(Problem to work on): Write every line of the following listing exactly as it reads.

(Records provided):
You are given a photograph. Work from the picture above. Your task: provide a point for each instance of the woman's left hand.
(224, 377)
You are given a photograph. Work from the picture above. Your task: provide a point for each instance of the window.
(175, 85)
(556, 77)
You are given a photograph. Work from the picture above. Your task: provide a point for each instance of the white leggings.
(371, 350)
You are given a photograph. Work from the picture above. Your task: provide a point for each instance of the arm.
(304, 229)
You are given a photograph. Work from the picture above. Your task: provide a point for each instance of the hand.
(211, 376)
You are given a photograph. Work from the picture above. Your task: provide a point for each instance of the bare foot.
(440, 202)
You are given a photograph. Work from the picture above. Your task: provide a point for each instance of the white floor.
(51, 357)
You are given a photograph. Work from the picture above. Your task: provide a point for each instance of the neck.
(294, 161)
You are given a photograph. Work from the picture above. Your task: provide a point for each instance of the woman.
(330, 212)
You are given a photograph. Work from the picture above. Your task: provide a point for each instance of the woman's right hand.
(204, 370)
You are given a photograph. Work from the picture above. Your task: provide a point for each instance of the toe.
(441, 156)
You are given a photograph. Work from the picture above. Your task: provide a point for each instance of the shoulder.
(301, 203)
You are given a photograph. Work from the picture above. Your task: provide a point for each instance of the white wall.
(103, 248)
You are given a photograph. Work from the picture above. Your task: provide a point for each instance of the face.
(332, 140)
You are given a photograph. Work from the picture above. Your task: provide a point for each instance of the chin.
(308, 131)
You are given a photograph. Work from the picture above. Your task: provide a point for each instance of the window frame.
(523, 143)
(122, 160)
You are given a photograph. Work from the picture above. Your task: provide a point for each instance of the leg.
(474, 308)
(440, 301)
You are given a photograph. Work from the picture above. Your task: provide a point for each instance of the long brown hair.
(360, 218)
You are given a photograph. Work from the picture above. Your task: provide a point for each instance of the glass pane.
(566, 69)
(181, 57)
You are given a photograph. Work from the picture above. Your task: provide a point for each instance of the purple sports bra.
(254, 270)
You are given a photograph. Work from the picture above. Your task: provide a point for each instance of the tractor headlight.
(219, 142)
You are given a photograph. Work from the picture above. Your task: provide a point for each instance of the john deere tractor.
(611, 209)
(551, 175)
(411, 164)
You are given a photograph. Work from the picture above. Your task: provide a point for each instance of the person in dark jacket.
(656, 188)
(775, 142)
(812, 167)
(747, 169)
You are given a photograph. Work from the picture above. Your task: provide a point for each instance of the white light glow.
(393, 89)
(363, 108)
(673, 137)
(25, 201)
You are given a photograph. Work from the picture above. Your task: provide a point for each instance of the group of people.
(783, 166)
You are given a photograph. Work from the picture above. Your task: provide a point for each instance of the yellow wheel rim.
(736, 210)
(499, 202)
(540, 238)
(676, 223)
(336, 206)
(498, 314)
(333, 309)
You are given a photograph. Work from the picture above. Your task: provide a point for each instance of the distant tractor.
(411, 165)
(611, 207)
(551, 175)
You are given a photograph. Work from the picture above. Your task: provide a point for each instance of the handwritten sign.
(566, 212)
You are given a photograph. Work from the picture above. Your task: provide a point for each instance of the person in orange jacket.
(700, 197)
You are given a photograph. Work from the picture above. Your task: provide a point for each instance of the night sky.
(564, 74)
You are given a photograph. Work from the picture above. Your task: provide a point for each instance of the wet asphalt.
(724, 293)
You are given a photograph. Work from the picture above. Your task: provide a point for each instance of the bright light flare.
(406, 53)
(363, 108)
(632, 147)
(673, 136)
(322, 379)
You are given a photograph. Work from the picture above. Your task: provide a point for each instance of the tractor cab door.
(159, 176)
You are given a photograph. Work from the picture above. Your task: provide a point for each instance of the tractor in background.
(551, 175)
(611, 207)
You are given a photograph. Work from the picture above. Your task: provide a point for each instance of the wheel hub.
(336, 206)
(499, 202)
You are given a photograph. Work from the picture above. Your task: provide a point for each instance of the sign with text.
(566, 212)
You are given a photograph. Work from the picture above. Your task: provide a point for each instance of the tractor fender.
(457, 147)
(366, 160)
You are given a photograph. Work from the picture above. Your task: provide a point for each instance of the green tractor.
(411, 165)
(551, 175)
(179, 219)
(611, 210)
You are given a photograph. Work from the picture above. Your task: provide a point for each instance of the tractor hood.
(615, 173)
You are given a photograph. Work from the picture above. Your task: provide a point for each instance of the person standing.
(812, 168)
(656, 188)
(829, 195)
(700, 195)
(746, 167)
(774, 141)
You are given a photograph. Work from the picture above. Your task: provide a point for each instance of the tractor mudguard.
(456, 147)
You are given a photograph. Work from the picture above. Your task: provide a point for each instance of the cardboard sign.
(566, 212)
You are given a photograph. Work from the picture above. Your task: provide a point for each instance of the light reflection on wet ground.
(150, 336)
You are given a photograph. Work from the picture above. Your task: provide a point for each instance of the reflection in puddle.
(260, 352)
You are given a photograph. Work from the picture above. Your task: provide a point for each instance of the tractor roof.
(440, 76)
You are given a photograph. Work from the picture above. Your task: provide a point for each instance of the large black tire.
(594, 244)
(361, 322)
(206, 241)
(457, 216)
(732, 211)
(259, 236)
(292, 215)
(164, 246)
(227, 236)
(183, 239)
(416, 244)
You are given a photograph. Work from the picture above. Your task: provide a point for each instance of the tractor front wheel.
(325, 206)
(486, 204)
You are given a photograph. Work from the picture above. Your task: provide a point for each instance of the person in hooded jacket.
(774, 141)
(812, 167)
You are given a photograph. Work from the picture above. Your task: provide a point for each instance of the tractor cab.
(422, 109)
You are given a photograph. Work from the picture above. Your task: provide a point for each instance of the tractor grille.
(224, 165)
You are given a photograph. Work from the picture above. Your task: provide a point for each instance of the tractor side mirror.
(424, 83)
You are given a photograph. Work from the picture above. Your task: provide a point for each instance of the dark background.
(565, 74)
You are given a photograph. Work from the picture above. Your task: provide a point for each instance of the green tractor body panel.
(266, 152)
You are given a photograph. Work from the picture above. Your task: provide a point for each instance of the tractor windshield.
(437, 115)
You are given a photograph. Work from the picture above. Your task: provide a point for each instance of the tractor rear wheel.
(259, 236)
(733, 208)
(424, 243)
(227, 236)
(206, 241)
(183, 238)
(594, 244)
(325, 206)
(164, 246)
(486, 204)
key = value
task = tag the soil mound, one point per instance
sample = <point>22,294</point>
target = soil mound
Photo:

(Output for this task):
You are given a photograph. Work from the picture above. Your task: provide a point for each instance of the woman's left hand.
(224, 377)
You are given a photograph. Work from the picture above. Your task: provide a point for each instance of the window.
(175, 85)
(556, 77)
You are given a photograph. Work from the picture above. Your task: provide a point for each instance of the white leggings.
(371, 350)
You are given a photograph. Work from the picture above. Your task: provide a point for each instance of the arm.
(304, 229)
You are given a photograph. Work from the picture above. Your task: provide a point for each instance of the hand.
(211, 376)
You are given a photograph. Work from the picture above. Your task: provide a point for each instance of the bare foot.
(440, 202)
You are given a photograph. Work from the picture above. Your task: provide a point for each instance of the white floor.
(51, 357)
You are given a photograph. Work from the picture above. Your task: provide a point for each instance of the neck.
(294, 161)
You are given a photograph. Work from the picture above. Your task: provide a point for each instance of the woman.
(330, 212)
You are given a photograph. Work from the picture above. Your task: provide a point for each instance of the woman's right hand.
(204, 370)
You are given a photograph. Work from the picture above. Your task: provide a point for each instance of the toe.
(441, 156)
You are given a photograph. Work from the picture above. Your task: provide a point for each instance of the shoulder.
(301, 203)
You are given a photograph. Work from the picture above. Your task: provide a point for each instance of the white wall.
(103, 248)
You are given a photograph. Work from the picture above. Your task: provide a point for each instance of the face.
(332, 140)
You are given a photograph. Work from the picture above. Your task: provide a point for each instance of the chin.
(308, 131)
You are given a photograph. Work from the picture above. Your task: provide a point for each instance of the window frame.
(523, 143)
(122, 160)
You are given a photograph. Work from the picture above. Your task: provide a point for each instance of the leg.
(474, 308)
(440, 301)
You are given a photograph. Work from the picture above. Your task: provide a point for each instance of the long brown hair.
(360, 218)
You are given a photograph. Work from the picture above. Your task: provide a point for each instance of the glass pane.
(566, 69)
(181, 57)
You are given a photograph. Work from the picture above. Your task: provide a point for each instance of the purple sports bra.
(254, 270)
You are given a photograph. Work from the picture above. Your task: provide a point for each instance of the tractor headlight.
(219, 142)
You are given a photograph. Work from the picture above. Your task: provide a point for each instance of the john deere tractor.
(611, 209)
(551, 175)
(411, 164)
You are given a photograph. Work from the picture above. Your task: provide a point for each instance of the person in dark jacket.
(656, 188)
(775, 142)
(812, 167)
(747, 169)
You are given a photograph. Work from the picture above. Your task: provide a point for each instance of the white light glow.
(393, 89)
(363, 108)
(673, 137)
(25, 201)
You are given a photograph. Work from the picture above. Your task: provide a point for each instance of the group of people.
(783, 166)
You are given a photograph. Work from the picture above. Your task: provide a point for each instance of the yellow wheel rim.
(736, 210)
(499, 202)
(540, 238)
(676, 223)
(336, 206)
(498, 314)
(333, 309)
You are given a photograph. Work from the picture above. Your task: provide a point for each instance of the distant tractor.
(411, 165)
(611, 207)
(551, 175)
You are given a photograph. Work from the picture above. Your task: provide a point for each instance of the handwritten sign.
(566, 212)
You are given a photograph. Work from the picture above. Your task: provide a point for each instance of the person in orange jacket.
(700, 197)
You are given a photograph. Work from the picture above. Your task: provide a point for each instance of the night sky.
(564, 74)
You are given a photograph. Work from the picture above. Your task: provide a point for each instance of the wet asphalt.
(724, 293)
You are given a photograph. Work from the picture above. Your task: provide a point for each instance of the bright light flare.
(406, 53)
(363, 108)
(632, 147)
(673, 136)
(322, 379)
You are given a photograph. Work from the picture above. Your task: provide a point for each instance of the tractor cab door.
(159, 176)
You are given a photograph. Work from the picture above. Your task: provide a point for each instance of the tractor in background.
(551, 175)
(611, 207)
You are given a photograph. Work from the picture above. Your task: provide a point for each instance of the wheel hub.
(336, 206)
(499, 202)
You are given a photograph. Work from the picture above. Your task: provide a point for each instance of the sign with text.
(566, 212)
You are given a photograph. Work from the picture above. Your task: provide a point for each instance of the tractor fender.
(457, 147)
(366, 160)
You are given a photograph. Work from the picture above. Your task: provide a point for each instance of the green tractor.
(411, 165)
(551, 175)
(179, 219)
(611, 210)
You are given a photograph. Work from the picture above. Your task: provide a point for each instance of the tractor hood.
(615, 173)
You are given a photograph. Work from the picture above. Your task: provide a point for each instance of the person standing.
(812, 168)
(656, 188)
(829, 195)
(700, 195)
(746, 167)
(774, 141)
You are given a photograph. Work from the picture above. Your task: provide a point for each instance of the tractor mudguard.
(456, 147)
You are given a photograph. Work from the picture above. Your task: provide a point for each instance of the cardboard sign.
(566, 212)
You are given a photograph. Work from the picture above. Your task: provide a point for each instance of the light reflection on wet ground.
(150, 336)
You are given a photograph. Work from the picture above. Your task: provide a point for each instance of the reflection in puddle.
(260, 352)
You are given a photograph. Work from the picture above. Your task: provide a point for each instance of the tractor roof.
(440, 76)
You are given a photograph. Work from the picture above. Your task: provide a point for each instance of the large black tire.
(594, 244)
(361, 322)
(206, 241)
(457, 216)
(732, 211)
(259, 236)
(292, 215)
(164, 246)
(227, 236)
(183, 239)
(416, 244)
You are given a photograph. Work from the picture above. Your task: provide a point for each instance of the tractor front wheel.
(325, 206)
(486, 204)
You are given a photograph. Work from the picture above. Your task: provide a point for each instance of the person in hooded jacket.
(774, 141)
(812, 167)
You are given a photograph. Work from the picture above. Your task: provide a point for each instance of the tractor cab.
(422, 109)
You are given a photograph. Work from the picture above. Your task: provide a point for each instance of the tractor grille.
(224, 165)
You are given a photograph. Work from the picture above. Your task: provide a point for each instance of the tractor side mirror.
(424, 83)
You are given a photograph. Work from the picture above. Your task: provide a point for each instance of the dark background.
(565, 74)
You are given a photograph. Work from the picture above. Your task: provide a point for each instance of the green tractor body panel.
(266, 152)
You are given a photograph. Work from the picture above. Your task: provide a point for each instance of the tractor windshield.
(437, 115)
You are given a photograph. Work from the picture above. Your task: provide a point for each instance of the tractor rear wheel.
(259, 236)
(733, 208)
(424, 243)
(227, 236)
(206, 241)
(183, 238)
(594, 244)
(325, 206)
(164, 246)
(486, 204)
key = value
task = tag the soil mound, one point per instance
sample = <point>22,294</point>
target = soil mound
Photo:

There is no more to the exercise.